#### [INSTRUCTIONS FOR THE TASK]
Reproduce the data in full, exactly as it appears.

#### [Point-per-instance localization data]
────────────────────────────────────────
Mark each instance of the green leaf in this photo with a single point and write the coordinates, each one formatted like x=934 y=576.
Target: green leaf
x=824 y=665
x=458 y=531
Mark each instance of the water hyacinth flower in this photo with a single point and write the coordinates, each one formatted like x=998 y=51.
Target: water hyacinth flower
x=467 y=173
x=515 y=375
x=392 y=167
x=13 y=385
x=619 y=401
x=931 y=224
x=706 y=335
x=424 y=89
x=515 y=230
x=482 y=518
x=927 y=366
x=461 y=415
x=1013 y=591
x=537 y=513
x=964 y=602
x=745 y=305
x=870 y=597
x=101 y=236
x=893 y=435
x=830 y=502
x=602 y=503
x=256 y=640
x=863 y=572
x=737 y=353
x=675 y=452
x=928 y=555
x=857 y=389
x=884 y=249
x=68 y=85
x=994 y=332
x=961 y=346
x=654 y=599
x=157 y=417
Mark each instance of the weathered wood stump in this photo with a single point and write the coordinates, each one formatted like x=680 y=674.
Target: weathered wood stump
────────────────────────────────────────
#### [REPLY TO THE EXERCISE]
Mark each instance of the green leaf in this photo with a single point and write the coordinates, each one formatted like x=934 y=576.
Target: green leaf
x=824 y=665
x=458 y=531
Mark each instance of the water hyacinth flower in this photo with a single point and write the coordinates, each one formatted like x=998 y=51.
Target: water hyacinth flower
x=467 y=173
x=515 y=375
x=392 y=167
x=13 y=385
x=619 y=401
x=931 y=224
x=706 y=335
x=424 y=89
x=515 y=230
x=482 y=518
x=927 y=366
x=461 y=415
x=1013 y=591
x=537 y=513
x=964 y=602
x=745 y=305
x=870 y=597
x=101 y=236
x=893 y=435
x=830 y=502
x=602 y=503
x=256 y=640
x=863 y=572
x=737 y=353
x=675 y=452
x=928 y=555
x=857 y=389
x=884 y=249
x=68 y=85
x=994 y=332
x=961 y=346
x=654 y=599
x=157 y=417
Mark each instance of the weathered wood stump in this photo with a single point and write the coordinates, each one formatted like x=680 y=674.
Target: weathered wood stump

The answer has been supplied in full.